Roy Lewis Patterson (December 17, 1876 – April 14, 1953) was a pitcher in Major League Baseball. Nicknamed "The Boy Wonder," he played for the Chicago White Sox from 1901 to 1907.

Patterson started his professional baseball career for the Western League's St. Paul Saints in 1899. The following year, the team became known as the Chicago White Sox of the American League; in 1901, the American League became a major league. Patterson hit his peak in 1900-03, winning 15 or more games each year. On April 24, 1901, he became the first AL winning pitcher, as the other games that day were rained out. That season, Patterson won 20 games for the only time in the majors and led the White Sox in games started and innings pitched. Chicago won the pennant.

MATERIAL PROVIDED.
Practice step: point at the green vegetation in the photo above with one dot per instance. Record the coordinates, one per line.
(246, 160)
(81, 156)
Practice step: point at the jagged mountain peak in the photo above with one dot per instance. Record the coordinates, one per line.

CHALLENGES.
1. Answer these about the Roy Patterson passage:
(a) What nickname did Patterson have?
(b) Which team did he start his professional baseball career with in 1899?
(c) On what date did he become the first AL winning pitcher?
2. From the Roy Patterson passage, extract word for word the part starting at "Roy Lewis Patterson" and ending at "1901 to 1907.".

RESULTS.
1.
(a) "The Boy Wonder"
(b) The Western League's St. Paul Saints
(c) April 24, 1901

2.
Roy Lewis Patterson (December 17, 1876 – April 14, 1953) was a pitcher in Major League Baseball. Nicknamed "The Boy Wonder," he played for the Chicago White Sox from 1901 to 1907.